##### Supplied material

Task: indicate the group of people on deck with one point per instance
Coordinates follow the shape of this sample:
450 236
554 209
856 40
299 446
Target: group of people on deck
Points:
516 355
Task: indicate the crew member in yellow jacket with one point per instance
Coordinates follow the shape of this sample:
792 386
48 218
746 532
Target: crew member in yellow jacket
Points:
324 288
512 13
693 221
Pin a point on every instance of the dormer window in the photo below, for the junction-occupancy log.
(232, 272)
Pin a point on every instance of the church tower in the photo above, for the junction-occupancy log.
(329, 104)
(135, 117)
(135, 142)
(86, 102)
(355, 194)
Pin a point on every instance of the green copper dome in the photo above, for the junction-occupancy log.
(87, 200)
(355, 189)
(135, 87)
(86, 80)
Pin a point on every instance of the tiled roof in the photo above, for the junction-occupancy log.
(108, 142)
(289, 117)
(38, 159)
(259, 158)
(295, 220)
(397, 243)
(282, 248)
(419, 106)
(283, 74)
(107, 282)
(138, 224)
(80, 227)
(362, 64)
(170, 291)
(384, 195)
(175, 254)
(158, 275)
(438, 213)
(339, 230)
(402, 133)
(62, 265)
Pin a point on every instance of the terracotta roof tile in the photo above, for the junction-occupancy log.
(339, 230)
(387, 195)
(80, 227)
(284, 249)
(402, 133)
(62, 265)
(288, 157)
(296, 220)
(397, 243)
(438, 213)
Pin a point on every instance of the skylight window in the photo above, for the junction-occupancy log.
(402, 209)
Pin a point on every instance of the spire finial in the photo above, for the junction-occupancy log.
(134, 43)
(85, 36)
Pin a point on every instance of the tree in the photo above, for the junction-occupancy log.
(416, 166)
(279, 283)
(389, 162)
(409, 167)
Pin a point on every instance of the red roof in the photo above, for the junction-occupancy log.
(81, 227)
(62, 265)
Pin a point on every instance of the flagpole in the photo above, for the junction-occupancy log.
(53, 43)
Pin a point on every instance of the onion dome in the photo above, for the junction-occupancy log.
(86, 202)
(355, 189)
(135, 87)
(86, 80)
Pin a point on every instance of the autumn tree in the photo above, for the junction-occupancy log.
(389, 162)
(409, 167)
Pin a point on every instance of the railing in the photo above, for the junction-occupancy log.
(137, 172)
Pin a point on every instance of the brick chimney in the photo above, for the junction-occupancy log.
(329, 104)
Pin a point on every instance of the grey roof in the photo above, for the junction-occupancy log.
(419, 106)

##########

Exercise instructions: Wherever the string "people" appears in a line of the records above, copy that line.

Expected output:
Task: indicate the group of people on deck with one point per instance
Target: group of people on deck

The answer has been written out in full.